**Task directions:**
Transcribe all records exactly.

+++ Input records

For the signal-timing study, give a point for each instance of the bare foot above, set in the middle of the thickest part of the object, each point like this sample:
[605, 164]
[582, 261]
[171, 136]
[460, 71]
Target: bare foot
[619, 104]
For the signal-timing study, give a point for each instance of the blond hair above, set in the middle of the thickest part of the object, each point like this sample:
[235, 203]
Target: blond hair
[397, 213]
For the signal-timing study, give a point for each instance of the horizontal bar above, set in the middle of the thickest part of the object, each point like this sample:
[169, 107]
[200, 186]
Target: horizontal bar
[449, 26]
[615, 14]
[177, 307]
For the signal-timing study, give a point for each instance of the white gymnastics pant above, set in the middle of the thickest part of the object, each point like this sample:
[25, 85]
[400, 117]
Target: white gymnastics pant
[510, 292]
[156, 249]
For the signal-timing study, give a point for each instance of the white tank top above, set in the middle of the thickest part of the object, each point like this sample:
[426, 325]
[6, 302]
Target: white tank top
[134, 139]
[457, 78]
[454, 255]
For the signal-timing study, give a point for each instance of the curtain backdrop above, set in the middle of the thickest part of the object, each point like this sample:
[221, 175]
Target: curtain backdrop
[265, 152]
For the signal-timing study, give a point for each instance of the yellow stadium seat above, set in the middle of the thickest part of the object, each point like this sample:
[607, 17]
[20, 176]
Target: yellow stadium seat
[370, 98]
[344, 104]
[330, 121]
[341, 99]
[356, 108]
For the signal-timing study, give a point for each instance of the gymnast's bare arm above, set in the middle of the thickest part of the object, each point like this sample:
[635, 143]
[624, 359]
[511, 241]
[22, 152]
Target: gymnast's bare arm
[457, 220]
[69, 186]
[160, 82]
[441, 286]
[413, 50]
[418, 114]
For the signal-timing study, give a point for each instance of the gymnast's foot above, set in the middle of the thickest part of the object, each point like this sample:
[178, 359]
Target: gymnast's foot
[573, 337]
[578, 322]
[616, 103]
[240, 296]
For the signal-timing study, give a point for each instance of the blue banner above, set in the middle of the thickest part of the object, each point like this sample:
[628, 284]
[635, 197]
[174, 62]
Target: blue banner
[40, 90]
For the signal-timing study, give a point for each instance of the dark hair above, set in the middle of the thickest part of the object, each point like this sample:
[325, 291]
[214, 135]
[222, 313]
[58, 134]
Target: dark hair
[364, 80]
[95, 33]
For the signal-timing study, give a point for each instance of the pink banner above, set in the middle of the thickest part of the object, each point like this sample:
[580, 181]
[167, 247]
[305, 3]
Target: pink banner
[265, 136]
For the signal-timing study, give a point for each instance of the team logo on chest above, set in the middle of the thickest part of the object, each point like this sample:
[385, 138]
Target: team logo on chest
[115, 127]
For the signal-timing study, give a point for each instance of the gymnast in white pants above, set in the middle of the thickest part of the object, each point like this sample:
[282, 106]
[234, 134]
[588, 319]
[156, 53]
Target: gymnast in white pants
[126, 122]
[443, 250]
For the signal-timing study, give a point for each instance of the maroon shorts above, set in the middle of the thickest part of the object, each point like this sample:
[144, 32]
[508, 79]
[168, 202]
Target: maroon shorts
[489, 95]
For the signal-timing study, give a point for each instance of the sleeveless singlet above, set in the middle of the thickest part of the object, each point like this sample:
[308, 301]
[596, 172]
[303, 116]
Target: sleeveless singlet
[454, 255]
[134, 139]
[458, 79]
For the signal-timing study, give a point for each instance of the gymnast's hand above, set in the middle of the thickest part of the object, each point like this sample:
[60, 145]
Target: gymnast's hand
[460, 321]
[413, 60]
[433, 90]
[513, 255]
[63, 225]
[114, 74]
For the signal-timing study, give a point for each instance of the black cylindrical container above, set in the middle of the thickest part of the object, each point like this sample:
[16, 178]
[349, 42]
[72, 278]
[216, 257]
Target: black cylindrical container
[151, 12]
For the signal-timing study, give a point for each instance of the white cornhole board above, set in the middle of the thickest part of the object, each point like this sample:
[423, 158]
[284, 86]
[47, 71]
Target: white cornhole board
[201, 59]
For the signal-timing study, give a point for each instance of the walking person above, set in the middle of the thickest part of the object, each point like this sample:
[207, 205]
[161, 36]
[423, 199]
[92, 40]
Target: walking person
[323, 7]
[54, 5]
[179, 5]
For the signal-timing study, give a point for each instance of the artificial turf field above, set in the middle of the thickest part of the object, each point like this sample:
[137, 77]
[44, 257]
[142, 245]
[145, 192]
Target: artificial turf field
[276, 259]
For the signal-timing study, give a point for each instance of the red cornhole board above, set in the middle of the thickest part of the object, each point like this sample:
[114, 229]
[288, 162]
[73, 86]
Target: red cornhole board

++++++

**Answer to this task:**
For the signal-timing study, give a point for each instance of the bare foot above, set in the middle of the thickest part of the object, each point like this sample:
[605, 164]
[582, 261]
[171, 136]
[460, 71]
Target: bare foot
[619, 104]
For the signal-timing study, give a point for each instance of the blond hair above, set in the middle of the thickest part of the object, each point like this sample:
[235, 203]
Target: blond hair
[397, 213]
For the signal-timing study, give a point for each instance of the horizontal bar above, set in the middle of the thickest part of the object, each point like this sample:
[169, 107]
[200, 186]
Target: horizontal bar
[449, 26]
[615, 14]
[177, 307]
For the signal-timing study, give a point for each instance of the white gymnastics pant above, set in the middle of the thickest part of the object, each point like this sample:
[25, 85]
[400, 117]
Target: white gymnastics pant
[510, 292]
[156, 249]
For the signal-timing study, give a point for each instance of the white tank top above, set in the middle of the thickest part of the object, each point like this sample:
[426, 325]
[6, 302]
Target: white tank top
[134, 139]
[457, 78]
[454, 255]
For the signal-timing study, give a point for each instance of the curtain backdrop above, set in the middle of the thickest part of the object, each point like this sample:
[221, 175]
Target: curtain backdrop
[265, 152]
For the signal-timing study, give a point for each instance of the yellow stadium seat above, set in the middle of the thickest part of the object, each point like this sample:
[607, 17]
[20, 176]
Target: yellow stadium seat
[370, 98]
[344, 104]
[330, 121]
[341, 99]
[356, 108]
For the signal-timing study, give a point for each instance of the gymnast's bare arm above, set in the middle of the thickest part of the object, each point like this sample:
[635, 143]
[624, 359]
[511, 241]
[22, 152]
Target: gymnast's bare arm
[457, 220]
[69, 186]
[160, 82]
[441, 286]
[413, 50]
[418, 114]
For the signal-timing study, give a point for each instance of the gymnast's foot above, set in the middle of the thickest part of the object, each point like this sample:
[178, 359]
Target: gymnast's foot
[573, 337]
[578, 322]
[616, 103]
[240, 296]
For the signal-timing study, give a point for each instance of the blue banner above, set in the middle of the thickest part of the object, each point like this sample:
[628, 284]
[635, 197]
[174, 62]
Target: blue banner
[40, 90]
For the signal-timing study, give a point for each instance of the dark hair above, set in the middle of the thickest part of the object, each point like this sample:
[325, 291]
[214, 135]
[222, 313]
[58, 134]
Target: dark hair
[364, 80]
[95, 33]
For the signal-timing study, give a point for each instance of the pink banner above, set in the middle of the thickest part of the object, each point like this sample:
[580, 181]
[167, 247]
[305, 3]
Target: pink banner
[265, 136]
For the signal-timing study, give a point for each instance of the team logo on chest above, set in the middle of the thickest part of the object, each point like this sample:
[385, 138]
Target: team logo on chest
[115, 127]
For the signal-timing study, give a point for each instance of the gymnast in white pants above, set in the middle of the thickest part of the object, each point like this sample:
[282, 106]
[234, 134]
[588, 319]
[156, 53]
Target: gymnast in white pants
[126, 122]
[443, 250]
For the signal-timing study, give a point for each instance of the maroon shorts above, set in the middle of the thickest part of the object, each point like this sample:
[144, 32]
[508, 79]
[168, 202]
Target: maroon shorts
[489, 95]
For the signal-timing study, give a point for each instance of the sleeveless singlet above, set in the middle of the thickest part of the object, each point like this sample:
[308, 301]
[596, 172]
[303, 116]
Target: sleeveless singlet
[454, 255]
[134, 139]
[458, 79]
For the signal-timing study, give a point for each instance of the gymnast's hand above, set in the middle of the thickest part of the object, each point like this sample:
[60, 145]
Target: gymnast's hand
[460, 321]
[413, 60]
[433, 90]
[513, 255]
[63, 225]
[114, 74]
For the signal-timing study, give a point for each instance of the black cylindrical container above, set in the middle of the thickest part of the object, each point like this sample:
[16, 178]
[349, 42]
[72, 278]
[216, 257]
Target: black cylindrical container
[151, 12]
For the signal-timing study, give a point for each instance of the white cornhole board above, set in the middle of the thickest part of the object, each point like this sample:
[423, 158]
[284, 86]
[47, 71]
Target: white cornhole board
[201, 59]
For the signal-timing study, give a point for each instance of the walking person above, set in the middle of the thickest part of the object, each point like this sample:
[207, 205]
[161, 36]
[423, 199]
[92, 40]
Target: walking person
[323, 7]
[54, 5]
[179, 5]
For the signal-timing study, give a point for each instance of the artificial turf field above, set in the middle of the thickest part of the object, each point like this sample:
[137, 77]
[44, 257]
[142, 245]
[145, 192]
Target: artificial turf field
[276, 259]
For the signal-timing study, give a point for each instance of the red cornhole board above, set in the middle of the thickest part of the object, each point like this sample:
[114, 229]
[288, 162]
[73, 86]
Target: red cornhole board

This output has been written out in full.